— start Provided records —

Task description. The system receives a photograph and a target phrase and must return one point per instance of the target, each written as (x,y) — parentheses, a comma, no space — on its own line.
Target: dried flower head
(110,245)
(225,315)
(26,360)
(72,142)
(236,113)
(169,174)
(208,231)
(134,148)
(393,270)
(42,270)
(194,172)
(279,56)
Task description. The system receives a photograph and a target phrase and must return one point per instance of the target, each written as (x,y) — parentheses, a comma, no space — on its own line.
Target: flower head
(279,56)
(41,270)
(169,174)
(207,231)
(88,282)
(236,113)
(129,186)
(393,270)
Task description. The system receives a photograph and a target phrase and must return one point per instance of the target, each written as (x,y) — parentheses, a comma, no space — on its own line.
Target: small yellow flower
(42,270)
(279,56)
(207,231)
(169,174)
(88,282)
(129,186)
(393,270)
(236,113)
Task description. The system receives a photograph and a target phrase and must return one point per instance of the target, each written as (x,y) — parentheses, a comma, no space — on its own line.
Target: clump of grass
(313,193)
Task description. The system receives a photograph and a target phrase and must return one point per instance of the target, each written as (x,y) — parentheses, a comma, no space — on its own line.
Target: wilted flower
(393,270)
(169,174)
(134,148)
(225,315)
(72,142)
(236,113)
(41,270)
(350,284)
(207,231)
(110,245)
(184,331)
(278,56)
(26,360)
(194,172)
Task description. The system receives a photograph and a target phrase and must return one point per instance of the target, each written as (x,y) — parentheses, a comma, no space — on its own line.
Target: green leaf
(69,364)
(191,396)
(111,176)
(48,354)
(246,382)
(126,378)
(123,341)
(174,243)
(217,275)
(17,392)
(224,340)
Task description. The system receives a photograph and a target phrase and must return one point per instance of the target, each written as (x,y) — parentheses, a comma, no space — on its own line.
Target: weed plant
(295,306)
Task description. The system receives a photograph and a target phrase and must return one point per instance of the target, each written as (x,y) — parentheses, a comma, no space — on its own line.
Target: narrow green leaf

— end Provided records —

▶ **Short task**: Transcribe the data. Leave every line exactly as it is.

▶ **Solution below**:
Task description. The system receives a photograph and a target phrase and must return one point per instance of the target, each written as (x,y) — parentheses, a comma, no space — on its own line.
Target: dried flower head
(110,245)
(225,315)
(26,360)
(72,142)
(236,113)
(169,174)
(208,231)
(134,148)
(393,270)
(42,270)
(194,172)
(279,56)
Task description. The system receives a photograph and a target phrase and must return one point per instance of the target, each written as (x,y) — parentheses, a comma, no space — on its own line.
Target: flower head
(279,56)
(41,270)
(169,174)
(207,231)
(88,282)
(236,113)
(129,186)
(393,270)
Task description. The system receives a photograph and a target phrase and must return one point per instance of the target, each written as (x,y) — parentheses, a comma, no space — on its own line.
Target: small yellow flower
(42,270)
(279,56)
(207,231)
(169,174)
(88,282)
(129,186)
(393,270)
(236,113)
Task description. The system receives a photograph and a target phrase and must return one point per instance of the target, each written as (x,y) — parentheses, a comma, no space — on its own line.
Target: clump of grass
(313,193)
Task description. The system receives a photograph and a target phrase and must return one point per instance of the target, each written as (x,y) — parentheses, a comma, no space — on its own line.
Target: wilted flower
(393,270)
(169,174)
(134,148)
(225,315)
(72,142)
(236,113)
(41,270)
(350,284)
(207,231)
(110,245)
(184,331)
(278,56)
(26,360)
(194,172)
Task description. The system receives a photograph and a target phrase and must return one point per instance of the target, each written as (x,y) — parentheses, a comma, no space — on its own line.
Target: green leaf
(69,364)
(191,396)
(111,176)
(48,354)
(246,382)
(126,378)
(123,341)
(174,243)
(217,275)
(17,392)
(224,340)
Task description. The system receives a photograph and a target phrase and must return one point per instance of the target, each written as (x,y) — parentheses, a comma, no space — on its own line.
Target: weed plant
(295,306)
Task description. The system receives a photograph and a target phrase and must return one point per instance of the target, each written as (x,y) — parentheses, a comma, no space — on its own line.
Target: narrow green leaf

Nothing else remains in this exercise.